----- Materials provided -----

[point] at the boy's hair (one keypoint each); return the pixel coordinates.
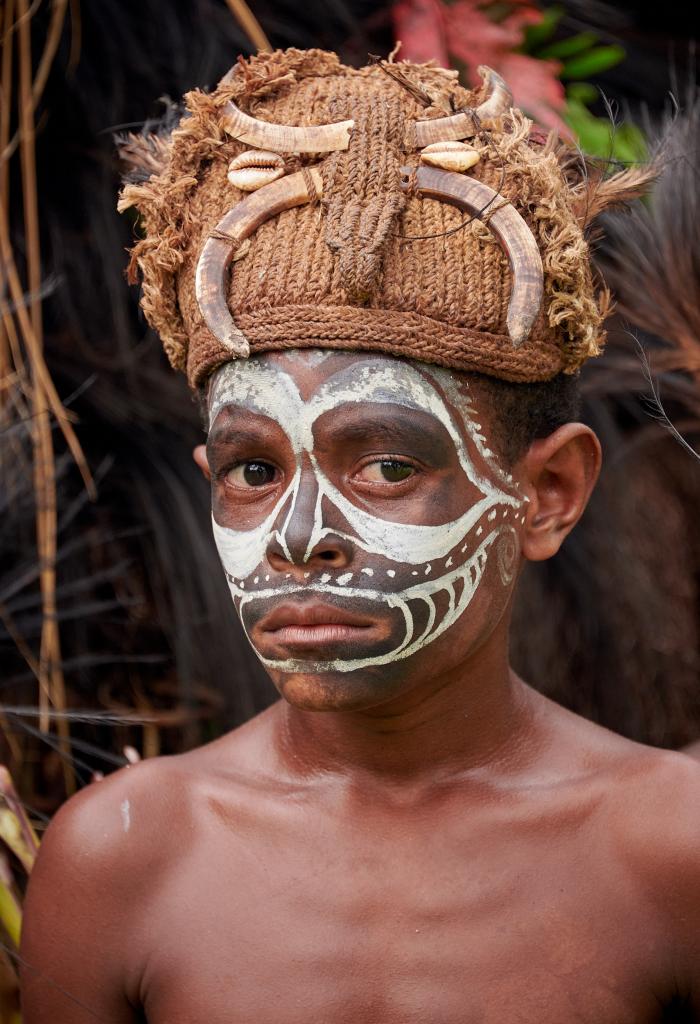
(522, 413)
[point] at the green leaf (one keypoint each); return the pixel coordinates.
(568, 47)
(583, 91)
(536, 35)
(597, 60)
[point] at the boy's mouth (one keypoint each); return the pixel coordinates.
(309, 626)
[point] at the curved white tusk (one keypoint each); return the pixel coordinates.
(464, 125)
(285, 138)
(511, 230)
(239, 223)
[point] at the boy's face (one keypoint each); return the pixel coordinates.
(368, 534)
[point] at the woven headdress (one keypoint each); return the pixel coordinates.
(307, 204)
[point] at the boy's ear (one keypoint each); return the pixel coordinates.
(200, 457)
(559, 473)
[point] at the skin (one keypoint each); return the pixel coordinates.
(425, 840)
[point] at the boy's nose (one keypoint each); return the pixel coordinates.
(300, 539)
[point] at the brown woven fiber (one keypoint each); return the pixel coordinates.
(368, 266)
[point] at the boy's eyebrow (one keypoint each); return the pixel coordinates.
(423, 431)
(229, 431)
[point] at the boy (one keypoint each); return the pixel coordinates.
(380, 285)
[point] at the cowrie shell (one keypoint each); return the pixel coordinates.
(255, 168)
(449, 156)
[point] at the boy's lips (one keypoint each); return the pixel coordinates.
(312, 626)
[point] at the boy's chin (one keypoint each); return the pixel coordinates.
(359, 690)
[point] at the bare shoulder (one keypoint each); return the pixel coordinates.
(648, 799)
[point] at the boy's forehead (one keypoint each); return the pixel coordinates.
(273, 383)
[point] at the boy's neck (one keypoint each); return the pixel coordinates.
(476, 715)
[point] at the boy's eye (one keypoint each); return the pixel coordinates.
(386, 471)
(252, 474)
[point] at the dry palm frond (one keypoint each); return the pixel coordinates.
(652, 257)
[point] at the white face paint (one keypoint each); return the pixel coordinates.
(412, 565)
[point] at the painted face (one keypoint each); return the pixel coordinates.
(363, 483)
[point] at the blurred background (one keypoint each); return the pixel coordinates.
(117, 634)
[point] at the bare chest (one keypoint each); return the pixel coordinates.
(395, 929)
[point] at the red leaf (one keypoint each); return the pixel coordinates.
(475, 39)
(536, 88)
(420, 26)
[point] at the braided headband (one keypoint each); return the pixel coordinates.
(261, 172)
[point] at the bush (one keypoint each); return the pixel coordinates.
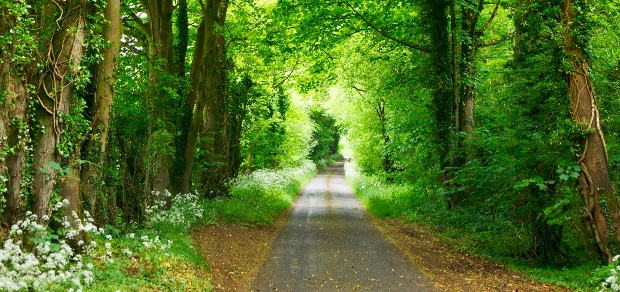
(258, 198)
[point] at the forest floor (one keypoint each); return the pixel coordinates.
(236, 254)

-----

▶ _Task to complete_
Lay out the records above as a JSON list of strings, one string per line, leaving out blank lines and the pictures.

▶ _Result_
[
  "[point] at the boy's hair (one keypoint each); return the pixel coordinates.",
  "(522, 413)",
  "[point] at the green leaf (one keypoint each); return the pixel coordinates.",
  "(568, 47)",
  "(583, 91)",
  "(536, 35)",
  "(597, 60)",
  "[point] at the boy's mouth (one keypoint each); return the pixel coordinates.",
  "(309, 626)",
  "[point] at the curved white tusk (one keypoint each); return the pixel coordinates.",
  "(464, 125)",
  "(285, 138)",
  "(511, 230)",
  "(239, 223)",
  "[point] at the boy's face (one keypoint each); return the pixel coordinates.",
  "(368, 534)",
  "[point] at the woven headdress (one keypoint each); return the pixel coordinates.",
  "(307, 204)",
  "[point] at the boy's ear (one keypoint each); return the pixel coordinates.",
  "(200, 457)",
  "(559, 473)",
  "[point] at the skin (one keypoint each); return the pixel coordinates.",
  "(425, 840)",
  "[point] at the boy's nose (one keypoint each); return the pixel coordinates.",
  "(300, 539)",
  "[point] at the brown woven fiber (one keypoint each); return the pixel coordinates.",
  "(368, 266)",
  "[point] at the boy's eyebrow (one keypoint each); return the pixel coordinates.",
  "(423, 431)",
  "(229, 431)",
  "[point] at the boy (one keypoint each); return the pixel coordinates.",
  "(380, 285)",
  "[point] at the cowrie shell (one keypoint each); return the pixel coordinates.",
  "(255, 168)",
  "(449, 156)",
  "[point] at the boy's lips (one keypoint each); return the pixel coordinates.",
  "(312, 626)",
  "[point] at the boy's chin (one keypoint each); return the pixel coordinates.",
  "(359, 690)",
  "[point] at the bare shoulder (one keypoint each); return the pixel coordinates.",
  "(648, 799)",
  "[point] at the boy's forehead (one keypoint each); return the pixel coordinates.",
  "(273, 383)",
  "[point] at the boy's neck (one keypoint each); return the pixel coordinates.",
  "(476, 715)",
  "[point] at the boy's eye (one keypoint each); return the pixel coordinates.",
  "(386, 471)",
  "(252, 474)",
  "[point] at the dry palm frond (one keypoint each); return the pixel coordinates.",
  "(652, 257)",
  "[point] at the white face paint (one keypoint each); return the pixel coordinates.",
  "(412, 565)",
  "[point] at the painted face (one keypoint each); return the pixel coordinates.",
  "(363, 483)",
  "[point] at the blurred background (one keypoint each); return the pixel coordinates.",
  "(117, 634)",
  "[point] at the bare chest (one keypoint each); return the pixel coordinates.",
  "(395, 929)",
  "[point] at the red leaf (one keypoint each); return the pixel coordinates.",
  "(475, 39)",
  "(536, 88)",
  "(420, 26)",
  "[point] at the braided headband (one keypoint each); return the pixel coordinates.",
  "(261, 172)",
  "[point] at the bush (one keypoint each); return the pixel coordinates.",
  "(258, 198)",
  "[point] at the forest floor (one keypoint each); return the pixel coordinates.",
  "(236, 254)"
]